Request 1 -
List the three numbered focus areas given in the Etape training text.
Request 2 -
How long is the Etape, according to the Etape training text?
Request 3 -
Please echo the Etape training text word for word, starting at "At 178km long" and ending at "on the bike.".

Over the past few weeks you should hopefully made some changes in your diet, worked at pace control, have an idea about your FTP and be now incorporating some strength training. Hopefully you have now entered some build up events and/or warm weather training. Sports Tours International also give you the opportunity to train with us at one of our European spring camps, or Club La Santa for some sunnier miles.
At 178km long the Etape involves two extremely tough climbs; the Col de Vars and Col D’Izoard. As with other continental rides, the climbs you will face are nothing like you will find in the UK so to ensure you are not caught out and end up in the broom wagon by missing the cut offs we need to make sure you are fully prepared. Our training needs to step up a notch now, with longer rides at the weekend and two important key sessions mid week that will challenge you.
The Etape contains mountains; hills that go on and on and on. So for that reason we are going to build sufficient strength that those hills are ‘easy’, and to be able to hold a solid intensity for up to an hour at a time. Last month we began to build strength with gym work and tested your functional threshold power. Now we start to use that on the bike.
1) Build strength on the bike
2) Nutrition on the bike
3) Protect the knees (spring knee)
1) Build strength on the bike
The long rides are still capped at 4hrs at the weekend and the evening nights are not yet quite long enough to get out mid-week for most people. For that reason we are building on the strength work we started in the gym last month and transferring that to the bike with two key midweek sessions, using the FTP test last month we now start to get a bit more specific with our intensities and train your threshold power.
The long rides are still predominantly easy going ‘just getting the miles banked’, but we’re using a couple of 30min efforts to start to simulate the efforts of climbing those longer hills you’ll encounter at the Etape. At a minimum you want to be getting at least 3 hours in the saddle as your long ride, but for those who can you can stretch that out to 4 hours. There is no need at this stage to be doing longer than that, as the goal is still a little way off.

Material provided -
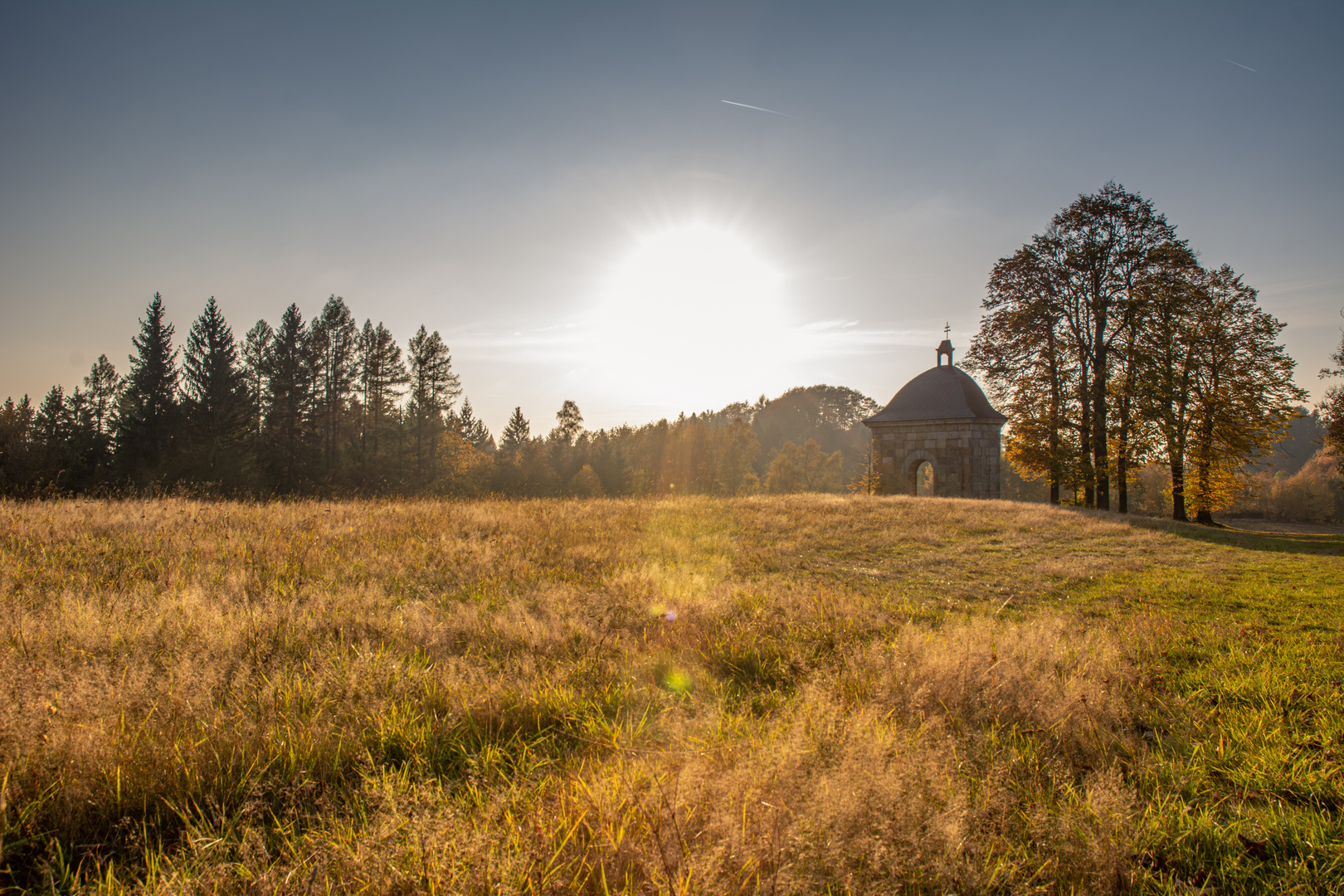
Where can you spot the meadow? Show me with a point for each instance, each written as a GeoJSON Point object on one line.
{"type": "Point", "coordinates": [762, 694]}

Task answer 1 -
1) Build strength on the bike
2) Nutrition on the bike
3) Protect the knees (spring knee)

Task answer 2 -
178km.

Task answer 3 -
At 178km long the Etape involves two extremely tough climbs; the Col de Vars and Col D’Izoard. As with other continental rides, the climbs you will face are nothing like you will find in the UK so to ensure you are not caught out and end up in the broom wagon by missing the cut offs we need to make sure you are fully prepared. Our training needs to step up a notch now, with longer rides at the weekend and two important key sessions mid week that will challenge you.
The Etape contains mountains; hills that go on and on and on. So for that reason we are going to build sufficient strength that those hills are ‘easy’, and to be able to hold a solid intensity for up to an hour at a time. Last month we began to build strength with gym work and tested your functional threshold power. Now we start to use that on the bike.